▶ [Testo fornito]
- - -

1 – S.S. Karmapa apre l’Incontro di Dharma a Bodh Gaya

Sua Santità Gyalwang Karmapa: E' il Dharma che ho praticato fino ad oggi, l'effettivo, vero Dharma?

Sua Santità Gyalwang Karmapa: E' il Dharma che ho praticato fino ad oggi, l'effettivo, vero Dharma?

Sua Santità Gyalwang Karmapa apre il Terzo Incontro d’Inverno di Dharma Arya Kshema.

Giovedì 14 Gennaio 2016 Monastero di Tergar, Bodh Gaya, Bihar, India. Appunti ed editing del Dr. Luciano Villa, revisione dell’Ing. Alessandro Tenzin Villa e di Graziella Romania nell’ambito del Progetto Free Dharma Teachings per il beneficio di tutti gli esseri senzienti.

In una giornata calda e soleggiata, inusuale in questo periodo dell’anno, s’apre il Terzo Incontro d’Inverno di Dharma Arya Kshema con Sua Santità il Karmapa che fa ingresso nella sala principale del Monastero di Tergar a Bodhgaya, India, offrendo tre prostrazioni al Buddha ed alle statue dei Maestri, come il sedicesimo Karmapa. La sala stessa è gremita da oltre 410 monache di nove monasteri in Nepal, India e Bhutan e da centinaia e centinaia di monaci. Ai lati della sala sono allineati gli osservatori tra cui molte monache e laici provenienti da tutto il mondo. Il webcast in inglese, cinese e spagnolo rende la sessione di questa mattina fruibile a più di due mila ascoltatori sparsi in tutto il mondo. Tra mille peripezie dopo voli infiniti e sconvolgenti fusi orari siamo riusciti finalmente a raggiungere l’albero della Bodhi dove il Buddha raggiunse l’illuminazione ed il Monastero di Sua Santità il Karmapa per ascoltare le sue parole di saggezza.

I partecipanti sono giunti fin qui per ascoltare ogni mattina per quattordici giorni l’insegnamento del Karmapa sul “Prezioso Ornamento della Liberazione” di Gampopa. Lo scopo per cui si tiene questo incontro è di migliorare le abilità di dibattito delle monache attraverso gli insegnamenti e la pratica quotidiana. Come momento culminante di questo incontro formativo, le monache parteciperanno a quattro giorni di sadhane e pratiche rituali: Tara Bianca Che Conferisce Tutti i Siddhi; Karma Pakshi Guru Yoga; le Offerte alle Cinque Sorelle di Lunga Vita (Tseringma), e l’ampio Rituale del Chӧ, Una Ghirlanda di Gioielli composta dal Terzo Karmapa Rangjung Dorje. L’ultimo giorno, il 3 febbraio, le monache si impegneranno in un dibattito formale di chiusura. Inoltre, in un giorno astrologicamente propizio, offriranno una puja speciale per la fioritura del Dharma delle monache.

- - -

▶ [Dati di ingresso]
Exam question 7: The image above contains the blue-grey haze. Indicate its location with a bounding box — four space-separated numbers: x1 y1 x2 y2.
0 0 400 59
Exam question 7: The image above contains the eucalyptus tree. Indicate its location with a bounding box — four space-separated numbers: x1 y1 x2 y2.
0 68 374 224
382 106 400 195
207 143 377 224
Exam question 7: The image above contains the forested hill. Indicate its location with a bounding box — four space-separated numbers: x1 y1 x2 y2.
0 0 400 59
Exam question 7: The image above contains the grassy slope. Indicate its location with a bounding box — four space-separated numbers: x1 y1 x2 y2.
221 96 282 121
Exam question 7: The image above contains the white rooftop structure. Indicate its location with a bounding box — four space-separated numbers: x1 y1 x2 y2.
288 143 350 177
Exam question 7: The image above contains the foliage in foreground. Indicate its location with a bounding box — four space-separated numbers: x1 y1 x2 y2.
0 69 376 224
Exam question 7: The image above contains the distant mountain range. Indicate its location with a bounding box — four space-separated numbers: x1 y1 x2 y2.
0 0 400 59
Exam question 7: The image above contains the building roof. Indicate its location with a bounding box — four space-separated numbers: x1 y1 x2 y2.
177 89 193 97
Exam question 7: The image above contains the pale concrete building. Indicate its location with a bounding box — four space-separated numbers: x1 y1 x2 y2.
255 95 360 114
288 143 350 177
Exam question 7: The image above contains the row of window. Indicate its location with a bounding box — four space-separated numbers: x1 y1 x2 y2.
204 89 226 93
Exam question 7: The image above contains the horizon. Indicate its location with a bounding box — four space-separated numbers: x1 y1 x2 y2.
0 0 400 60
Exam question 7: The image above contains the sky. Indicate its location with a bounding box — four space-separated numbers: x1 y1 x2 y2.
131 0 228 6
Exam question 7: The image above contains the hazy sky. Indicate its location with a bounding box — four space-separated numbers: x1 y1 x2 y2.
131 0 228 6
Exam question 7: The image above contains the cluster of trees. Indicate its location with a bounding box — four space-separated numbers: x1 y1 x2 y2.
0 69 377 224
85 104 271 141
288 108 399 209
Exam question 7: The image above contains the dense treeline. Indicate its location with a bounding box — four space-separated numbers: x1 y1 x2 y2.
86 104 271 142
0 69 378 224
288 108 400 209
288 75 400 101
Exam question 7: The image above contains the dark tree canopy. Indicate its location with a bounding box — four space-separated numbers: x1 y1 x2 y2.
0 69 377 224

- - -

▶ [Istruzioni esercizio]
Ricopia dal testo sull'Incontro di Dharma tutto ciò che va da "Sua Santità Gyalwang Karmapa apre" fino a "gli esseri senzienti.", senza alcuna modifica. Per svolgere l'esercizio basati soltanto sul testo.

▶ [Risultato atteso]
Sua Santità Gyalwang Karmapa apre il Terzo Incontro d’Inverno di Dharma Arya Kshema.

Giovedì 14 Gennaio 2016 Monastero di Tergar, Bodh Gaya, Bihar, India. Appunti ed editing del Dr. Luciano Villa, revisione dell’Ing. Alessandro Tenzin Villa e di Graziella Romania nell’ambito del Progetto Free Dharma Teachings per il beneficio di tutti gli esseri senzienti.